_Short exercise_
Start at the line containing "cascading water -> outline every instance" and transcribe every line exactly through the end of the records below, and only those lines.
========
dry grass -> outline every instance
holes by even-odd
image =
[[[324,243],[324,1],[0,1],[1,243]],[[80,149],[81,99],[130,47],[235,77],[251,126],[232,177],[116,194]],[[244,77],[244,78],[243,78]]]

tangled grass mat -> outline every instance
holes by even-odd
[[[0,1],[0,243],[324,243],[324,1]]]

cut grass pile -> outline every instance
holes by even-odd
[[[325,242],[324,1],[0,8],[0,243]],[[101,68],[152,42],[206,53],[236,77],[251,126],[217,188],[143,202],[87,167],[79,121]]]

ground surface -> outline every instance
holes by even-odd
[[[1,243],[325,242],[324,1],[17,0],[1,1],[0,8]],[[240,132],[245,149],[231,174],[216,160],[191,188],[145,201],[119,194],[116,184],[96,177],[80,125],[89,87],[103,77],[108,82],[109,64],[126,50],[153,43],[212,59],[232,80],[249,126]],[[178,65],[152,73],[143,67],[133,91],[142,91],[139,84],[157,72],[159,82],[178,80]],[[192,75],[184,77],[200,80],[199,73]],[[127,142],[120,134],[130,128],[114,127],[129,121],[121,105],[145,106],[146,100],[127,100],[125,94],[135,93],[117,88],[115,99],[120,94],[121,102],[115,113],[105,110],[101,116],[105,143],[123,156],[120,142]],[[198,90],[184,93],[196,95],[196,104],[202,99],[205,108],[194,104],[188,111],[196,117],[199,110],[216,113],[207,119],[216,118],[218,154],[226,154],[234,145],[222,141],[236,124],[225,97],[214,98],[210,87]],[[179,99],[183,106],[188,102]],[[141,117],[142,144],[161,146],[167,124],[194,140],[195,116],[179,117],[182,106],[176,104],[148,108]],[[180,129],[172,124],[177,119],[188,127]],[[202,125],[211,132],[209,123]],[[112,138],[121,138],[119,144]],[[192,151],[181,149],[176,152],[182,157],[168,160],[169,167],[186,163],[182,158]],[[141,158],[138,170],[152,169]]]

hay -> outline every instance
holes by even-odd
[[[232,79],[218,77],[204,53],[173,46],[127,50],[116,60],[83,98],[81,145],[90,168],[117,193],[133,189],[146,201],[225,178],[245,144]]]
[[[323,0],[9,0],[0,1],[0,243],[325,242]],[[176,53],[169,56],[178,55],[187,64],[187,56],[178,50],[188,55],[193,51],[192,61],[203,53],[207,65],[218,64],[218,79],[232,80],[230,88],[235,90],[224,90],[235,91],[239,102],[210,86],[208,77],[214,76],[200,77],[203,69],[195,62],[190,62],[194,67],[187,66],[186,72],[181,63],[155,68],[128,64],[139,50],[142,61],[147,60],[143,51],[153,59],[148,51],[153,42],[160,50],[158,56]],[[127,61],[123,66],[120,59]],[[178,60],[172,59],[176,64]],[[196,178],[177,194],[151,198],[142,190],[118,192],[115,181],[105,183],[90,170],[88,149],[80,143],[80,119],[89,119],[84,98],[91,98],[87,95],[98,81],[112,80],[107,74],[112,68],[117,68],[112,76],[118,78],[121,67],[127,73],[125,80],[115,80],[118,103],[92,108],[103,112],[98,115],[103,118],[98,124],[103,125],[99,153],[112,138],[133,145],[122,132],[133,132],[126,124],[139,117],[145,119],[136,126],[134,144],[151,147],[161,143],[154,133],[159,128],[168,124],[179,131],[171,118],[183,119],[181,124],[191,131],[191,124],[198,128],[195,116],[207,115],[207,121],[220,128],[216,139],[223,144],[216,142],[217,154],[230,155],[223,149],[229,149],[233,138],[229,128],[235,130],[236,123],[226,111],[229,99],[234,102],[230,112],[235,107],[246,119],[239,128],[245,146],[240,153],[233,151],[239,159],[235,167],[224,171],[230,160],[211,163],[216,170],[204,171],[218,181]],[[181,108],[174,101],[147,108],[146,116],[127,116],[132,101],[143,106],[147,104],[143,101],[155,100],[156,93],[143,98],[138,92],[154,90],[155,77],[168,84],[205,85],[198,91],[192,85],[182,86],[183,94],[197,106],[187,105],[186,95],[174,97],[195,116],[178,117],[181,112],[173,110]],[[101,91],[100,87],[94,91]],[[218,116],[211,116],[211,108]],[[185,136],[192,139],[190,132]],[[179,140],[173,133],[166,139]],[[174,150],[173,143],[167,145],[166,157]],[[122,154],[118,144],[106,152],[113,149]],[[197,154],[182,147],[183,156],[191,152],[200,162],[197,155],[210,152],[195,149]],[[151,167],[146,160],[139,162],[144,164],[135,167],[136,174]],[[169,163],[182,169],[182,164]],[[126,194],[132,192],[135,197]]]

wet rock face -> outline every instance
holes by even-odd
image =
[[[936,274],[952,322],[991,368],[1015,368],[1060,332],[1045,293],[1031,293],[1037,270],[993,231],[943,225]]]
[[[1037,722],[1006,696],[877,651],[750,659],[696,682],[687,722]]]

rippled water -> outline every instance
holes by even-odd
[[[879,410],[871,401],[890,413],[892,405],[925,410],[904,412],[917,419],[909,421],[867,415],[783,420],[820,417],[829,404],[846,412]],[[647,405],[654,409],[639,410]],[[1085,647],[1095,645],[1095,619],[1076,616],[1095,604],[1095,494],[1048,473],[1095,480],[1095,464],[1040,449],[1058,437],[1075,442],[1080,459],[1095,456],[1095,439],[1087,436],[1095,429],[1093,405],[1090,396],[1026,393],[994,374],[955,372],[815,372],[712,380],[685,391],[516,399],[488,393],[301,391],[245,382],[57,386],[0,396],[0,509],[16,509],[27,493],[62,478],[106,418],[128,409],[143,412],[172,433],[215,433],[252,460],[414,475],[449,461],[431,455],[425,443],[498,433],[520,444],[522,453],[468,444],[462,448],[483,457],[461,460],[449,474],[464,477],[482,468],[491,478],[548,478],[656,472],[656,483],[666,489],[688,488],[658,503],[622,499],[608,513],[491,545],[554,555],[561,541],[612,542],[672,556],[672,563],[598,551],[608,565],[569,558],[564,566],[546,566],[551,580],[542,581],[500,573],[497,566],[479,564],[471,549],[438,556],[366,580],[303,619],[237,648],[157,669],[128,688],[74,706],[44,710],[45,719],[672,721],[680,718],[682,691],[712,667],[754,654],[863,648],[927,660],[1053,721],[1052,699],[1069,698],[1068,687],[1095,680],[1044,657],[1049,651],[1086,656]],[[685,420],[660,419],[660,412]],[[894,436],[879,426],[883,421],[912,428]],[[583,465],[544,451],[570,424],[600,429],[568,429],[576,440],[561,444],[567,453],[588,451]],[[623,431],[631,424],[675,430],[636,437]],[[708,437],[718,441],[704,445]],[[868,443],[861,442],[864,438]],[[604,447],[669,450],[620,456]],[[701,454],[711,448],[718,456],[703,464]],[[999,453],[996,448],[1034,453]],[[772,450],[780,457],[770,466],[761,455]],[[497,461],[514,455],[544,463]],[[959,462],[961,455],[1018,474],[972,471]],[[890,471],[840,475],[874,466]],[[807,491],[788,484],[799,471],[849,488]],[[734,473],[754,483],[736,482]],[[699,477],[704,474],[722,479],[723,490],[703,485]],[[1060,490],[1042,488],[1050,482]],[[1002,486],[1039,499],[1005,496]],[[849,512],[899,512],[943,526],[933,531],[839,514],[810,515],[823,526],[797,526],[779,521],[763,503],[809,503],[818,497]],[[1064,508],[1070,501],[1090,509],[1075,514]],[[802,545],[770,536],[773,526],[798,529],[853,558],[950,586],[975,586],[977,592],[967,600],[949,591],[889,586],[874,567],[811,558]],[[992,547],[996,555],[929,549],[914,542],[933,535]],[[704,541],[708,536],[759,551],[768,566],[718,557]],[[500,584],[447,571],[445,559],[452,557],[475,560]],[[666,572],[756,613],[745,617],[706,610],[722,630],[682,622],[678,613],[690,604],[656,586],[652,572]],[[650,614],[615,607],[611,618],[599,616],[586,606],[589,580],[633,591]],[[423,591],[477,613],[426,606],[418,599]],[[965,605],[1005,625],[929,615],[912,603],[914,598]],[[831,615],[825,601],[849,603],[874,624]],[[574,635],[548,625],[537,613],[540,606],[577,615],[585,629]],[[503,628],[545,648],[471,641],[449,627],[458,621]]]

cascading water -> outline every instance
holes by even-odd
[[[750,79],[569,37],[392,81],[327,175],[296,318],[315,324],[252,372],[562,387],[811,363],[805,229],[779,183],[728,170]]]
========
_Complete answer_
cascading water -> outline every instance
holes by even-odd
[[[750,79],[569,37],[392,81],[327,175],[296,318],[315,324],[252,372],[562,387],[811,363],[805,229],[779,183],[728,170]]]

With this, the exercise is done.